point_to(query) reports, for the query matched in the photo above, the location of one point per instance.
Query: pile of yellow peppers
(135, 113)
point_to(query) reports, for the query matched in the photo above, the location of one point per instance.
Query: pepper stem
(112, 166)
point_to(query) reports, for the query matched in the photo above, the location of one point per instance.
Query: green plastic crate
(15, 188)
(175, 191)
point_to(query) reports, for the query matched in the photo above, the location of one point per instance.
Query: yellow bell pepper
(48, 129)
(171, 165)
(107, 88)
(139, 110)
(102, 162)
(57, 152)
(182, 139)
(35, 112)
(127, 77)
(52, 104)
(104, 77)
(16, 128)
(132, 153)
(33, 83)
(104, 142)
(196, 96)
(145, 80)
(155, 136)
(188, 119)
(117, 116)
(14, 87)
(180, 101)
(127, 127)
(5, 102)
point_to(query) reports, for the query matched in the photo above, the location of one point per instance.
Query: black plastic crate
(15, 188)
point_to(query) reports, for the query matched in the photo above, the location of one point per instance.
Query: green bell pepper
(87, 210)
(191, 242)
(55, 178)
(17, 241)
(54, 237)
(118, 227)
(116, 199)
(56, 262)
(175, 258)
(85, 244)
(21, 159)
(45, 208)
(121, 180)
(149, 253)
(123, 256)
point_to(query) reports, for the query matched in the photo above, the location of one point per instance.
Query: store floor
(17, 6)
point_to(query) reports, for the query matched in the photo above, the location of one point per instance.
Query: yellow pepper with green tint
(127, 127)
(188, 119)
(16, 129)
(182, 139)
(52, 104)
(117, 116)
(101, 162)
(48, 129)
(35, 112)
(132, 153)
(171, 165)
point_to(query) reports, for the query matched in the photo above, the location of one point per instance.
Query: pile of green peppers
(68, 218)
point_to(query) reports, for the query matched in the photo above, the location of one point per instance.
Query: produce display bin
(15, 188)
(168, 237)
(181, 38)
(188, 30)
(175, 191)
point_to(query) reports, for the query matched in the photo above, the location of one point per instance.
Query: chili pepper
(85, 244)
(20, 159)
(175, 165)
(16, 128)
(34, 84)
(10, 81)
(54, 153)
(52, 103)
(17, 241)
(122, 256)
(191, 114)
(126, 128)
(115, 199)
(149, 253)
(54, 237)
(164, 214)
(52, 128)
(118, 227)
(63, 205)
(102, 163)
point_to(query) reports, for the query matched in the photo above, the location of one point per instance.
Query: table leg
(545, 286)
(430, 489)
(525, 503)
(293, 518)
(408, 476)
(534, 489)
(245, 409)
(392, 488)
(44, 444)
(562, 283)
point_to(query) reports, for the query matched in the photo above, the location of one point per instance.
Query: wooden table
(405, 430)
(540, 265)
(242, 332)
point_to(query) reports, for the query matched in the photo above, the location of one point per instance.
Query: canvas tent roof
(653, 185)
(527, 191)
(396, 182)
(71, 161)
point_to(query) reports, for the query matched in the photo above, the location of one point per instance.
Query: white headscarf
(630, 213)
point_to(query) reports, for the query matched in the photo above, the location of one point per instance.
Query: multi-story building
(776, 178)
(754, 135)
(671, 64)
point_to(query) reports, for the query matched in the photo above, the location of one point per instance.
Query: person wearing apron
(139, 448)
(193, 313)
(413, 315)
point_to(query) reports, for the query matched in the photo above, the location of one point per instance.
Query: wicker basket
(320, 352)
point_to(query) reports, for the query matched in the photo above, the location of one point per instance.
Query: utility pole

TASK ITEM:
Without changing anything, repeat the whole listing.

SOLVED PROBLEM:
point_to(query) reports, for the query matched in the photo above, the location of one point per instance.
Query: pile of yellow peppers
(135, 113)
point_to(query) reports, for the query matched in the photo above, the location of one point per instance.
Query: pepper stem
(112, 166)
point_to(query) reports, for the query matched in the photo above, the location of one point per instance.
Query: green plastic crate
(15, 188)
(175, 191)
point_to(query) reports, for the query matched in the photo above, the location of one point per instance.
Query: yellow bell pepper
(48, 129)
(171, 165)
(107, 88)
(139, 110)
(102, 162)
(57, 152)
(182, 139)
(35, 112)
(127, 77)
(52, 104)
(104, 77)
(16, 128)
(132, 153)
(33, 83)
(104, 142)
(196, 96)
(145, 80)
(155, 136)
(188, 119)
(117, 116)
(14, 87)
(180, 101)
(127, 127)
(5, 102)
point_to(query) reports, for the query matched in the photo above, the location of one point per instance.
Query: black plastic crate
(15, 188)
point_to(query) reports, for the query matched in the photo above, the location of one point per instance.
Query: green bell pepper
(87, 210)
(191, 242)
(55, 178)
(17, 241)
(54, 237)
(118, 227)
(116, 199)
(56, 262)
(175, 258)
(85, 244)
(21, 159)
(45, 208)
(121, 180)
(149, 253)
(123, 256)
point_to(query) reports, for the query matched in the photo above, the location of one point per instance.
Query: store floor
(17, 6)
point_to(query) reports, for the query matched in the photo above, the location of one point per instance.
Query: yellow pepper with green tint
(127, 127)
(188, 119)
(16, 129)
(182, 139)
(52, 104)
(117, 116)
(101, 162)
(48, 129)
(35, 112)
(132, 153)
(171, 165)
point_to(query) reports, for the query matched in the photo above, the location of one point per instance.
Query: pile of green peppers
(68, 218)
point_to(query) reports, for the query matched in the photo above, the location of one point per instance.
Query: produce display bin
(15, 188)
(168, 237)
(181, 38)
(188, 30)
(175, 191)
point_to(query) reports, for the query matched in the photo above, the location of one point per instance.
Query: chili pepper
(85, 244)
(20, 159)
(175, 165)
(16, 128)
(34, 84)
(10, 81)
(54, 153)
(52, 103)
(17, 241)
(122, 256)
(191, 114)
(126, 128)
(115, 199)
(149, 253)
(54, 237)
(164, 214)
(52, 128)
(118, 227)
(63, 205)
(102, 163)
point_to(query) reports, for the query matched in the photo above, the location of one point per instance.
Query: table leg
(545, 286)
(430, 489)
(525, 503)
(293, 518)
(408, 476)
(534, 489)
(245, 409)
(392, 488)
(44, 444)
(562, 283)
point_to(query) reports, for the query matched in the photo above, the location of one point per instance.
Query: wooden table
(405, 430)
(540, 265)
(242, 332)
point_to(query) reports, for the query matched in the photo above, the location of one point per instance.
Query: canvas tent roof
(653, 185)
(527, 191)
(396, 182)
(71, 161)
point_to(query) reports, for the query matched in the photo above, the location of one point per instance.
Query: white headscarf
(630, 213)
point_to(query) reports, for the query matched in the photo above, the location of one point per instance.
Query: multi-story building
(776, 178)
(754, 135)
(671, 64)
point_to(query) reports, for the query matched in the photo above, the location of one point per instance.
Query: person wearing apron
(139, 448)
(193, 313)
(413, 315)
point_to(query) reports, for the query matched in the photo above, the location of one point per instance.
Query: wicker basket
(320, 352)
point_to(query) reports, for the query matched in the photo above, the location of one point per instance.
Query: utility pole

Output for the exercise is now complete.